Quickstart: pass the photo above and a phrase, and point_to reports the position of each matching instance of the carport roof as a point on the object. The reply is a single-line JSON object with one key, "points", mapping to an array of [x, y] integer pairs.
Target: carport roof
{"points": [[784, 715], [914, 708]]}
--
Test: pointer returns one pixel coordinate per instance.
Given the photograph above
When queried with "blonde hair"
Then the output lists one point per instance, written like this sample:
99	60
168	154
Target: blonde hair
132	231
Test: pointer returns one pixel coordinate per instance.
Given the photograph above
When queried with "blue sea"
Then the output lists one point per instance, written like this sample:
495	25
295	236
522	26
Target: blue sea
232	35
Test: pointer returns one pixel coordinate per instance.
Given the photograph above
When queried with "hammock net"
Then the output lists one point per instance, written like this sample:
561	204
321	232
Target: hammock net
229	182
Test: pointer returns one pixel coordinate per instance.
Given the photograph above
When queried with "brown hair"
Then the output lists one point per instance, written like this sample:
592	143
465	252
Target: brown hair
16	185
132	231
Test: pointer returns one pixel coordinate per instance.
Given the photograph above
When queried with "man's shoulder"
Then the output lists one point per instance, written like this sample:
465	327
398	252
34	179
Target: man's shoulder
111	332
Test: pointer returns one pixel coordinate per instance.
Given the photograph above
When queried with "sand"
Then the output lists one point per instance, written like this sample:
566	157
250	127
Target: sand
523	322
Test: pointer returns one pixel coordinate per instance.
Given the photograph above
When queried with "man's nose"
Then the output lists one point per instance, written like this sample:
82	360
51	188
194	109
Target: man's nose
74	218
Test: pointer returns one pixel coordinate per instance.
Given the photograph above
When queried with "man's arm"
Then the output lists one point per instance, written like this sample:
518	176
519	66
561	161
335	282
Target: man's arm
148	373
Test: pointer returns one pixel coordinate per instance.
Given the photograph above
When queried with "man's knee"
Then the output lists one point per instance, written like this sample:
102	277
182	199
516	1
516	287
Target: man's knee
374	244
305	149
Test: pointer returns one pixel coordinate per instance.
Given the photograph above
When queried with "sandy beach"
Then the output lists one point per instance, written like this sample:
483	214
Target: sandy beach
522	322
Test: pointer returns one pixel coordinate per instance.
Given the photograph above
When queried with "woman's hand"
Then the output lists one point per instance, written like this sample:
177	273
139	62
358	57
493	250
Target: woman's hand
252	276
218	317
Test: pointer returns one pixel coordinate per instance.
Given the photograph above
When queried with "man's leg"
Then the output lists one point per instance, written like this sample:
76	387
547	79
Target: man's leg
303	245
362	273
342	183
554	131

> _What this task involves_
The total alone is wanted: how many lines in the listing above contain "When".

> _Expected output_
12